[Collected data]
======

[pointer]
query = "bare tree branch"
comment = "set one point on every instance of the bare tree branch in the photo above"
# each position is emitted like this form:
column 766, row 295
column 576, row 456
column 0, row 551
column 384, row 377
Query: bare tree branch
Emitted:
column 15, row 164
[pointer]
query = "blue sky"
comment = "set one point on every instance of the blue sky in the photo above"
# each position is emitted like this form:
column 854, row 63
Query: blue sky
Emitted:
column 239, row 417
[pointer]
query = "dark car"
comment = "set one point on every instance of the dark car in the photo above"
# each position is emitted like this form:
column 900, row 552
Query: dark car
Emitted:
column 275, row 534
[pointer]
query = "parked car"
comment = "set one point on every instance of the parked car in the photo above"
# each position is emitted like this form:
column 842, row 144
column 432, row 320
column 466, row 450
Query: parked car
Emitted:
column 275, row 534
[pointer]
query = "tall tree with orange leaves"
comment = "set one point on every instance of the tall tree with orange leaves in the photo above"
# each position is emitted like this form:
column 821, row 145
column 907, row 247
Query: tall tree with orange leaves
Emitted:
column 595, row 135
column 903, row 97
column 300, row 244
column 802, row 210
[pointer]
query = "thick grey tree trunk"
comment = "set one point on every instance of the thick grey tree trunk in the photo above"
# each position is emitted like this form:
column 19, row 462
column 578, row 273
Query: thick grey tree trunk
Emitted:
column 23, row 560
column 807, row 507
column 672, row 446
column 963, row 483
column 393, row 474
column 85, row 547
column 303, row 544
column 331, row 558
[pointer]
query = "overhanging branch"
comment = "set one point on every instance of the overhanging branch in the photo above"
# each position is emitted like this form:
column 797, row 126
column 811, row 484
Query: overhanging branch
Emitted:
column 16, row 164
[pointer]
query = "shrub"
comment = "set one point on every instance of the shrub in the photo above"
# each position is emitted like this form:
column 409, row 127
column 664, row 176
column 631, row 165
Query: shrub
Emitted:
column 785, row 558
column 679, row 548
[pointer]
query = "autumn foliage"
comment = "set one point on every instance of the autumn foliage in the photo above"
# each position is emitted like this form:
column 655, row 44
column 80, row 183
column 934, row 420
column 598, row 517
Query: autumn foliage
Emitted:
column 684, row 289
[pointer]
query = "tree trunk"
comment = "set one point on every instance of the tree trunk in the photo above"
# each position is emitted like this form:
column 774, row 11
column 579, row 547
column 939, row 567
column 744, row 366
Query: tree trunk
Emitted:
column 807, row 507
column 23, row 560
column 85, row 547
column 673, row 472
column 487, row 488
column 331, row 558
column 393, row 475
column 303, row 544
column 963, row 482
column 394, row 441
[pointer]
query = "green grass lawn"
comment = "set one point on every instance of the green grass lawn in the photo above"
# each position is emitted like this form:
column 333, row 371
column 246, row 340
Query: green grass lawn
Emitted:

======

- **Work order**
Make a word-for-word copy of the records.

- **Result for this exercise**
[pointer]
query = "bare tree branch"
comment = "set one point on every instance of the bare tree branch in the photo above"
# each position is emitted like this form:
column 766, row 295
column 576, row 456
column 0, row 551
column 384, row 377
Query: bare tree branch
Emitted:
column 15, row 164
[pointer]
query = "blue sky"
comment = "set one point on every instance of the blue sky in the photo above"
# each position is emitted like this form:
column 854, row 63
Query: blue sky
Emitted:
column 239, row 417
[pointer]
query = "dark car"
comment = "set one point on every instance of the dark car in the photo above"
# each position is emitted like this form:
column 900, row 552
Query: dark car
Emitted:
column 275, row 534
[pointer]
query = "parked car"
comment = "set one point on every instance of the parked car in the photo above"
# each position is emitted like this form:
column 842, row 144
column 432, row 320
column 466, row 450
Query: parked car
Emitted:
column 275, row 534
[pointer]
query = "tall tree with orange leaves"
comment = "set one point on every instance of the tall tree with orange leaves in the photo above"
# each position is emitted like this form:
column 821, row 145
column 907, row 247
Query: tall tree with orange leaves
Emitted:
column 595, row 135
column 903, row 97
column 300, row 244
column 802, row 210
[pointer]
query = "thick grey tree trunk"
comment = "set one point on every instance of the thick grey tree trunk in the photo above"
# each position is emitted like this form:
column 19, row 462
column 578, row 273
Query: thick grey tree trunk
Emitted:
column 23, row 560
column 807, row 507
column 672, row 446
column 963, row 483
column 393, row 474
column 85, row 547
column 303, row 544
column 331, row 558
[pointer]
query = "overhanging branch"
comment = "set one point on every instance of the overhanging branch in the photo above"
# each position is emitted like this form:
column 797, row 126
column 811, row 484
Query: overhanging branch
Emitted:
column 16, row 164
[pointer]
query = "shrub"
comment = "set one point on every instance of the shrub in the photo above"
# each position is emitted like this form:
column 409, row 127
column 664, row 176
column 631, row 165
Query: shrub
Emitted:
column 785, row 558
column 679, row 548
[pointer]
query = "autumn foliage"
comment = "set one point on every instance of the autumn foliage in the photo above"
# each position is emitted like this form:
column 655, row 44
column 80, row 183
column 934, row 420
column 598, row 517
Query: autumn foliage
Emitted:
column 684, row 289
[pointer]
query = "tree trunk"
comment = "set one point on every instance of the tree trunk in the photo above"
# each position is emitted like this form:
column 774, row 11
column 579, row 547
column 939, row 567
column 744, row 366
Query: tree trunk
Emitted:
column 807, row 507
column 23, row 560
column 85, row 547
column 673, row 472
column 487, row 488
column 331, row 558
column 393, row 475
column 303, row 544
column 963, row 482
column 394, row 441
[pointer]
query = "green grass lawn"
comment = "set one point on every instance of the green grass lawn in the photo above"
# each position is emitted like this form:
column 333, row 371
column 246, row 340
Query: green grass lawn
Emitted:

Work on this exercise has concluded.